**EXERCISE DETAILS**
List every line in the items below that contains the word "asphalt", copying each one in full.
##### INFORMATION GIVEN
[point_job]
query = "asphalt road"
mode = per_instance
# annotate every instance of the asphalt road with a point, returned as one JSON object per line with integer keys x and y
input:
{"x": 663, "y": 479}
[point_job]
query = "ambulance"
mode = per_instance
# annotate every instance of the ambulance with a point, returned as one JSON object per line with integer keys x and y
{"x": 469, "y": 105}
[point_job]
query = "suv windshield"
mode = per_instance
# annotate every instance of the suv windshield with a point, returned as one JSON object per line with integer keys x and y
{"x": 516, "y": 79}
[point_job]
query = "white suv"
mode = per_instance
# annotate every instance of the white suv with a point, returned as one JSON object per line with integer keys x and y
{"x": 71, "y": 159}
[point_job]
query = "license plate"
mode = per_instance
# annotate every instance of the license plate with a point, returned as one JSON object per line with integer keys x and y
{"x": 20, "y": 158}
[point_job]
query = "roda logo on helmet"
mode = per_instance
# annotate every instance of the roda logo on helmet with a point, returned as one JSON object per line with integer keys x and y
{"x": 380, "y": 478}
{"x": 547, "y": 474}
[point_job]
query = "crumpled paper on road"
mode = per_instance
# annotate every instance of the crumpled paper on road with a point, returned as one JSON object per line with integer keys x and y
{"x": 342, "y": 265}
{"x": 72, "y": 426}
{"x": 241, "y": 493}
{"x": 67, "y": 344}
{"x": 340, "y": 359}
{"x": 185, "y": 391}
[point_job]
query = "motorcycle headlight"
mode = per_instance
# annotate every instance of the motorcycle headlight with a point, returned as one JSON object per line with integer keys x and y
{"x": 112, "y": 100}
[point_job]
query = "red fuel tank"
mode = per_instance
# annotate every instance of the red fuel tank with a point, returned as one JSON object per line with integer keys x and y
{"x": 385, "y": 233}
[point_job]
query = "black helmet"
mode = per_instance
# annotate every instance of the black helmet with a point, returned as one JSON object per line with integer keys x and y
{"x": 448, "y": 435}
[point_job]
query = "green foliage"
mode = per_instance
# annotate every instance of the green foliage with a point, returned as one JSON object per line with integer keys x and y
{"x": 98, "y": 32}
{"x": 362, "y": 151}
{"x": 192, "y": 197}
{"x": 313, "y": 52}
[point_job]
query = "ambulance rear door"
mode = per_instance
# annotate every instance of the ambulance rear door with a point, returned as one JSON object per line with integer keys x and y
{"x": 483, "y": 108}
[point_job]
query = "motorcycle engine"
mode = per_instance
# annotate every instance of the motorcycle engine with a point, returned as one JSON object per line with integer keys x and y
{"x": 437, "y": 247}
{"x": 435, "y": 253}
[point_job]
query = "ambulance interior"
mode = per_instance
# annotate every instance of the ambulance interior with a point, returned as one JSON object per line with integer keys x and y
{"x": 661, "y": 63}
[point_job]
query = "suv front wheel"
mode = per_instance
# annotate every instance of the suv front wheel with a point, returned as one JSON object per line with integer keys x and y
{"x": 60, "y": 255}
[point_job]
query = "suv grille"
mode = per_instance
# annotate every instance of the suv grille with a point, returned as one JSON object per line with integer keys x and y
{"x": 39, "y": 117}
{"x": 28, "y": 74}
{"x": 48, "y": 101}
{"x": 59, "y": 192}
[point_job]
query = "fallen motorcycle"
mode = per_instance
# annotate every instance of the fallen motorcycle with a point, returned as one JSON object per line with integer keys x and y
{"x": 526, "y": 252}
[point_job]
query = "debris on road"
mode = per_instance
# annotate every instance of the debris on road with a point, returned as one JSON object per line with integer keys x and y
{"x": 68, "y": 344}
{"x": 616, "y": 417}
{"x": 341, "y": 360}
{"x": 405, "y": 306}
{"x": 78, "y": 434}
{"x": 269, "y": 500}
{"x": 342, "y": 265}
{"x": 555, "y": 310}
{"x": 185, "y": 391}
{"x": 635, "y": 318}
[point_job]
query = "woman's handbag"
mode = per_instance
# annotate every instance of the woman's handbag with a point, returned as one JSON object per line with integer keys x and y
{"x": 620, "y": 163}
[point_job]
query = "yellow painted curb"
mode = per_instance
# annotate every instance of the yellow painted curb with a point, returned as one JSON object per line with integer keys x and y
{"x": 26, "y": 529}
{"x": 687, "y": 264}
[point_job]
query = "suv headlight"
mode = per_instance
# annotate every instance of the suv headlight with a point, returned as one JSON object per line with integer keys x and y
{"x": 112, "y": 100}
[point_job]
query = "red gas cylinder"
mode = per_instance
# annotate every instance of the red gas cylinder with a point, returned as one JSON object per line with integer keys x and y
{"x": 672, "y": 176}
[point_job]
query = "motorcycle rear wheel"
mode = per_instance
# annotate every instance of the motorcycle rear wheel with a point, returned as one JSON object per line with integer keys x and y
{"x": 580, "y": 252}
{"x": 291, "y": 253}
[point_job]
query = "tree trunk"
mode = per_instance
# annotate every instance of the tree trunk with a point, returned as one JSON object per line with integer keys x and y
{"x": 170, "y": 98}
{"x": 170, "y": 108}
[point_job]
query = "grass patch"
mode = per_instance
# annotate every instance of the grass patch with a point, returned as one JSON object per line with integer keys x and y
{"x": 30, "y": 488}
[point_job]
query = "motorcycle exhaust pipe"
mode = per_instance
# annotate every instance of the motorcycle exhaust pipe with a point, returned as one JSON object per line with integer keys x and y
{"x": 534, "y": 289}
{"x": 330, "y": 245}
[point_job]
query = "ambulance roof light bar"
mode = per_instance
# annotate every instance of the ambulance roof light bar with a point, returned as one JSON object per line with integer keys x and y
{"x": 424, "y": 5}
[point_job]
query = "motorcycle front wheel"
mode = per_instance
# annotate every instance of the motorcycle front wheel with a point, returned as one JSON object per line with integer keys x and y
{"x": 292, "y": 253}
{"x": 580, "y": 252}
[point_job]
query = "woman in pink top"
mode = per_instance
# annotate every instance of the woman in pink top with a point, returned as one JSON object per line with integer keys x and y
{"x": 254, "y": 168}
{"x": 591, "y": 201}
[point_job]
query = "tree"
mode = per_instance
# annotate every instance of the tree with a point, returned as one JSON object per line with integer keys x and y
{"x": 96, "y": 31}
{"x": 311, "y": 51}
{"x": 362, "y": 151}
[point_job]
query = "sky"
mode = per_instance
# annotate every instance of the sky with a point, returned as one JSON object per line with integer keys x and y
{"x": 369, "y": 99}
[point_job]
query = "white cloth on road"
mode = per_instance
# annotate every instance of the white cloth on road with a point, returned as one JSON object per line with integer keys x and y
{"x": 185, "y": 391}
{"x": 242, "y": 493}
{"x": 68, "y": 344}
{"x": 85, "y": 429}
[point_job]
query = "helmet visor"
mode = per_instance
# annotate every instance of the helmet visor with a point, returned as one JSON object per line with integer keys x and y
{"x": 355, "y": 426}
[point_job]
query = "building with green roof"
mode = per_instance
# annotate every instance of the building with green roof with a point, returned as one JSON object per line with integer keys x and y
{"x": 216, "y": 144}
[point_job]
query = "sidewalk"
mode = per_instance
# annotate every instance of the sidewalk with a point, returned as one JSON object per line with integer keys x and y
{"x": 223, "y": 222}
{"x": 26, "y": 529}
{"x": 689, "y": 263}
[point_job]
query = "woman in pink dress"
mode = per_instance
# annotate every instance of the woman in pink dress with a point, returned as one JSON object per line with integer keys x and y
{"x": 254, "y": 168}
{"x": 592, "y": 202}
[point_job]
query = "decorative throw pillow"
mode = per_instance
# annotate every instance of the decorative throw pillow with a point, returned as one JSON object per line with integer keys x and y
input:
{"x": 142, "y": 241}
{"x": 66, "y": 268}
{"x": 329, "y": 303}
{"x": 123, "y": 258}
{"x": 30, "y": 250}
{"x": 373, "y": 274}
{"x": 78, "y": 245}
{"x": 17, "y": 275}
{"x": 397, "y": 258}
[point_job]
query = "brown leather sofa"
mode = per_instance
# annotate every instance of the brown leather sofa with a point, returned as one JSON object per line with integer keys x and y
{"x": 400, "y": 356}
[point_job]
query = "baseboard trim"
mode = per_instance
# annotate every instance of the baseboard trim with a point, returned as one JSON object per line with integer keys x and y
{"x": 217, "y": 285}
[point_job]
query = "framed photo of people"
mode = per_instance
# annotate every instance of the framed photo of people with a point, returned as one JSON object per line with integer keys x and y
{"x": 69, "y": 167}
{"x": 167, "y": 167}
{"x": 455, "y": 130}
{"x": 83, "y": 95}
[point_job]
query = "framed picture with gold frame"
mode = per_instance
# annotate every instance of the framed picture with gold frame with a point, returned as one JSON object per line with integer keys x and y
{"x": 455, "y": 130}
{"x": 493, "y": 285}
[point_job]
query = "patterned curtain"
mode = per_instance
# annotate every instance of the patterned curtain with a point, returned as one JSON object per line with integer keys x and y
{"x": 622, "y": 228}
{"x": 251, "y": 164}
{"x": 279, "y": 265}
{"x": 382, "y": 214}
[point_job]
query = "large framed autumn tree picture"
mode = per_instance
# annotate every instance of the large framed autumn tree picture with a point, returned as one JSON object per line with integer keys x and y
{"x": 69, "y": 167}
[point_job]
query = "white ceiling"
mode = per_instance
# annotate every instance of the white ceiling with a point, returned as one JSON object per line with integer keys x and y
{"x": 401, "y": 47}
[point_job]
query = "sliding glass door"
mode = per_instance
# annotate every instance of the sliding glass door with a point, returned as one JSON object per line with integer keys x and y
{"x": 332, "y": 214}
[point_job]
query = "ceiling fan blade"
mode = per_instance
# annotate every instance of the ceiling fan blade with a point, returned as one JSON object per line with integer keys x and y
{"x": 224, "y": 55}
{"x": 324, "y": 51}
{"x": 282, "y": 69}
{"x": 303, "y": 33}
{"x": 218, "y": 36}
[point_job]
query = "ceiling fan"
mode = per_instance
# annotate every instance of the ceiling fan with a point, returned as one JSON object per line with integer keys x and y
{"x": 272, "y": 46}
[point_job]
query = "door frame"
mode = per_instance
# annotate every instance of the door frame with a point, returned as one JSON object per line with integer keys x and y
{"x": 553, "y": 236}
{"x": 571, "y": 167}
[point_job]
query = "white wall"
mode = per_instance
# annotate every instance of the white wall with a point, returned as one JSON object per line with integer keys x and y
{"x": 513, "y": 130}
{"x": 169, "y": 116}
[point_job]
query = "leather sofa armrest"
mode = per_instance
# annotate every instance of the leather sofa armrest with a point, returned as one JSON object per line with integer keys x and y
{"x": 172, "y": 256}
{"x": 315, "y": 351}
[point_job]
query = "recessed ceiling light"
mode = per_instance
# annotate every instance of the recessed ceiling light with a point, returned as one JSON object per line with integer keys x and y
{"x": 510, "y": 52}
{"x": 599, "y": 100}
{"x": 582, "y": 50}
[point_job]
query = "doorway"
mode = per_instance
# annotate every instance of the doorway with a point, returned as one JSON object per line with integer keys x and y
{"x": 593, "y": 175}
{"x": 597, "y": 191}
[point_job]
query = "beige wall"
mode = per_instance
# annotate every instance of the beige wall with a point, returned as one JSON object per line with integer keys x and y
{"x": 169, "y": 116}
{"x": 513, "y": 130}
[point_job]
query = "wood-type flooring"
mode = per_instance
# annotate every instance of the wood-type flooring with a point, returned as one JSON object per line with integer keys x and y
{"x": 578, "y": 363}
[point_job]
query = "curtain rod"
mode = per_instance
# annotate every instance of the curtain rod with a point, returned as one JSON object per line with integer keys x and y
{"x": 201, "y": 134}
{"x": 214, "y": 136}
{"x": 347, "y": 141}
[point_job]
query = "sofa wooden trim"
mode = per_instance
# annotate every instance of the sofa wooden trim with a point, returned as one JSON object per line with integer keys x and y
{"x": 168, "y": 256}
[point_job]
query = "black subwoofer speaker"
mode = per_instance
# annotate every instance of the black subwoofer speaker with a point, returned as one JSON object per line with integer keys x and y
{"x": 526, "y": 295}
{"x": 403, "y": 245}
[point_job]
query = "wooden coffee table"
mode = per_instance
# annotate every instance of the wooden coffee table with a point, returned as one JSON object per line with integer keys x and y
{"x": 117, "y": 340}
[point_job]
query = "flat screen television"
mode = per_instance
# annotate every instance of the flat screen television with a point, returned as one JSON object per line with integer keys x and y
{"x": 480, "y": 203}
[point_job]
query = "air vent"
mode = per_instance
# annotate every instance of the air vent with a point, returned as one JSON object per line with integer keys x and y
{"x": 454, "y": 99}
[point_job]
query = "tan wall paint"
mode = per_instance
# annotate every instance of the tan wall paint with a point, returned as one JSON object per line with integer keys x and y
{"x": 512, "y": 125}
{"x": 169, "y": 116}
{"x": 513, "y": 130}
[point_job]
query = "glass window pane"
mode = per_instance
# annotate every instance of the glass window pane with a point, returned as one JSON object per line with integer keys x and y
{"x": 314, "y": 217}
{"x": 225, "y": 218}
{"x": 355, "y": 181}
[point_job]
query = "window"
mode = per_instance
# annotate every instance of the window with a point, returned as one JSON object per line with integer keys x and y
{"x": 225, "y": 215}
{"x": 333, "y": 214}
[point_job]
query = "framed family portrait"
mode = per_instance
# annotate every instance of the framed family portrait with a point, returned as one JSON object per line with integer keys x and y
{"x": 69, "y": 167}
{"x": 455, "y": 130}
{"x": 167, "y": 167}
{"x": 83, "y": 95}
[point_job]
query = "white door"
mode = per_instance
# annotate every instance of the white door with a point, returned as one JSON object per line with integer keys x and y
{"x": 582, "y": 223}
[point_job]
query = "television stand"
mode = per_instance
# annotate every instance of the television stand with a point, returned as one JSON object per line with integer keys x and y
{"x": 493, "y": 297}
##########
**TASK OUTPUT**
query = "asphalt road"
# annotate every instance of the asphalt road with a point, returned as one JSON object per line with integer keys x and y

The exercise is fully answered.